[Aim of the exercise]
Could you reproduce the passage below on the pertussis and rubella vaccine report word for word, from start to finish?

[Quoted passage]
*-*-*

The study, Adverse Effects of Pertussis and Rubella Vaccines: A Report of the Committee to Review the Adverse Consequences of Pertussis and Rubella Vaccines, found a link between microcephaly and the Tdap vaccine.
The following, written by Sean Adl-Tabatabai, sums up the findings of the research:
Among symptomatic cases, presumed causes are frequently grouped according to the timing of the suspected insult as occurring pre-, peri-, or postnatally. Prenatal factors are thought to account for 20 to 30 percent of cases.
The category includes cerebral anomalies, chromosomal disorders, neurocutaneous syndromes such as tuberous sclerosis, inherited metabolic disorders, intrauterine infections, family history of seizures, and microcephaly (Bobele and Bodensteiner, 1990; Kurokawa et al., 1980; Ohtahara, 1984; Riikonen and Donner, 1979).
One of the earliest reports suggesting a possible link between infantile spasms and pertussis immunization are those of Baird and Borofsky (1957).
24 children who had hypsarrhythmia and infantile myoclonic seizures and whose development prior to the onset of spasms was apparently normal were described in the case. Nine cases of infantile spasms were reported to have occurred between 1 and 5 days after DPT vaccination.
Adverse Effects of Pertussis and Rubella Vaccines (1991)
Parents have come to depend on vaccines to protect their children from a variety of diseases. Some evidence suggests, however, that vaccination against pertussis (whooping cough) and rubella (German measles) is, in a small number of cases, associated with increased risk of serious illness.
This book examines the controversy over the evidence and offers a comprehensively documented assessment of the risk of illness following immunization with vaccines against pertussis and rubella. Based on extensive review of the evidence from epidemiologic studies, case histories, studies in animals, and other sources of information, the book examines:
The relation of pertussis vaccines to a number of serious adverse events, including encephalopathy and other central nervous system disorders, sudden infant death syndrome, autism, Guillain-Barre syndrome, learning disabilities, and Reye syndrome.
The relation of rubella vaccines to arthritis, various neuropathies, and thrombocytopenic purpura.
The volume, which includes a description of the committee’s methods for evaluating evidence and directions for future research, will be important reading for public health officials, pediatricians, researchers, and concerned parents.

*-*-*

Extracted entries:
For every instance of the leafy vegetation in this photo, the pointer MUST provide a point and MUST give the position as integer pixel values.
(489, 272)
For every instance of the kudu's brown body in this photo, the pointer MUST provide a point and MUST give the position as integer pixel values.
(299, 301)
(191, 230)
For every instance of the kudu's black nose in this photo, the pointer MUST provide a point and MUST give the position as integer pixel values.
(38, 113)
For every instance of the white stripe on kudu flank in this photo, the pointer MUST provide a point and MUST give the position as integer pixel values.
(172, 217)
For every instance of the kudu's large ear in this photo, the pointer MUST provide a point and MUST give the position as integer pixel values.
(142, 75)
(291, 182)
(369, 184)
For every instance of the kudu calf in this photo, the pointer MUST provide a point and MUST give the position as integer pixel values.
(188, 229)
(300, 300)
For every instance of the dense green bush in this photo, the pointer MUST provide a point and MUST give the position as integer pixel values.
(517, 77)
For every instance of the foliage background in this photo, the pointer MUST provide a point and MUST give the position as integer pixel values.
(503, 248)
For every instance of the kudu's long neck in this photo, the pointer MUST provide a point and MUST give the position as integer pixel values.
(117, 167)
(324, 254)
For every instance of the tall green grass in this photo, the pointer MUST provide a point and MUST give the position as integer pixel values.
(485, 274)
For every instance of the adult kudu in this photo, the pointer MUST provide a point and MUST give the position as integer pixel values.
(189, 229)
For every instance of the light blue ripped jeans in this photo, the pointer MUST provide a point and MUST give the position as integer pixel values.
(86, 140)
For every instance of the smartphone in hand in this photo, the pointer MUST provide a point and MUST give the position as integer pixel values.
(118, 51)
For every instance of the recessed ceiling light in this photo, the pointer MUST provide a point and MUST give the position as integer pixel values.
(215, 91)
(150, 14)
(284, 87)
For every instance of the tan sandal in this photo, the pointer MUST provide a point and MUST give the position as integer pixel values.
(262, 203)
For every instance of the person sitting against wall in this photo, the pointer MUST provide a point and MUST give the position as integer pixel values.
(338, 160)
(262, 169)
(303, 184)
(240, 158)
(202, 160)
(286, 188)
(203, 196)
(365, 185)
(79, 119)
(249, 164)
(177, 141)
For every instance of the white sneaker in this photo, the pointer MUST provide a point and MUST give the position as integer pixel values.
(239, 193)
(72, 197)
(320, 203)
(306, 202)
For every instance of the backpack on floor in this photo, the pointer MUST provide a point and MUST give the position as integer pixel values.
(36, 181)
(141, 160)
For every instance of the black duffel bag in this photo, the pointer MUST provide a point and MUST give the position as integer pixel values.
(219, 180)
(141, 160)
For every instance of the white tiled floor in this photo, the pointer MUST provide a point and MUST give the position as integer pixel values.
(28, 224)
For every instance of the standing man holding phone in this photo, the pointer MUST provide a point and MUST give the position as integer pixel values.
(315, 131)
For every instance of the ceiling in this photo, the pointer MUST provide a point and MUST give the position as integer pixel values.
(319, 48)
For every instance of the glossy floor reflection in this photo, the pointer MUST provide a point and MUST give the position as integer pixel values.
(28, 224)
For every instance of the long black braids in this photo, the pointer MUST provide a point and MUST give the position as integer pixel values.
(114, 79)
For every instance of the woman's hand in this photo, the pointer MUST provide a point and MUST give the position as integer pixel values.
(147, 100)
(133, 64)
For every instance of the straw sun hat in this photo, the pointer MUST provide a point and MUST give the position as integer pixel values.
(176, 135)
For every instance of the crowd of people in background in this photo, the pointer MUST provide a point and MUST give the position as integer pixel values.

*-*-*

[Result]
The study, Adverse Effects of Pertussis and Rubella Vaccines: A Report of the Committee to Review the Adverse Consequences of Pertussis and Rubella Vaccines, found a link between microcephaly and the Tdap vaccine.
The following, written by Sean Adl-Tabatabai, sums up the findings of the research:
Among symptomatic cases, presumed causes are frequently grouped according to the timing of the suspected insult as occurring pre-, peri-, or postnatally. Prenatal factors are thought to account for 20 to 30 percent of cases.
The category includes cerebral anomalies, chromosomal disorders, neurocutaneous syndromes such as tuberous sclerosis, inherited metabolic disorders, intrauterine infections, family history of seizures, and microcephaly (Bobele and Bodensteiner, 1990; Kurokawa et al., 1980; Ohtahara, 1984; Riikonen and Donner, 1979).
One of the earliest reports suggesting a possible link between infantile spasms and pertussis immunization are those of Baird and Borofsky (1957).
24 children who had hypsarrhythmia and infantile myoclonic seizures and whose development prior to the onset of spasms was apparently normal were described in the case. Nine cases of infantile spasms were reported to have occurred between 1 and 5 days after DPT vaccination.
Adverse Effects of Pertussis and Rubella Vaccines (1991)
Parents have come to depend on vaccines to protect their children from a variety of diseases. Some evidence suggests, however, that vaccination against pertussis (whooping cough) and rubella (German measles) is, in a small number of cases, associated with increased risk of serious illness.
This book examines the controversy over the evidence and offers a comprehensively documented assessment of the risk of illness following immunization with vaccines against pertussis and rubella. Based on extensive review of the evidence from epidemiologic studies, case histories, studies in animals, and other sources of information, the book examines:
The relation of pertussis vaccines to a number of serious adverse events, including encephalopathy and other central nervous system disorders, sudden infant death syndrome, autism, Guillain-Barre syndrome, learning disabilities, and Reye syndrome.
The relation of rubella vaccines to arthritis, various neuropathies, and thrombocytopenic purpura.
The volume, which includes a description of the committee’s methods for evaluating evidence and directions for future research, will be important reading for public health officials, pediatricians, researchers, and concerned parents.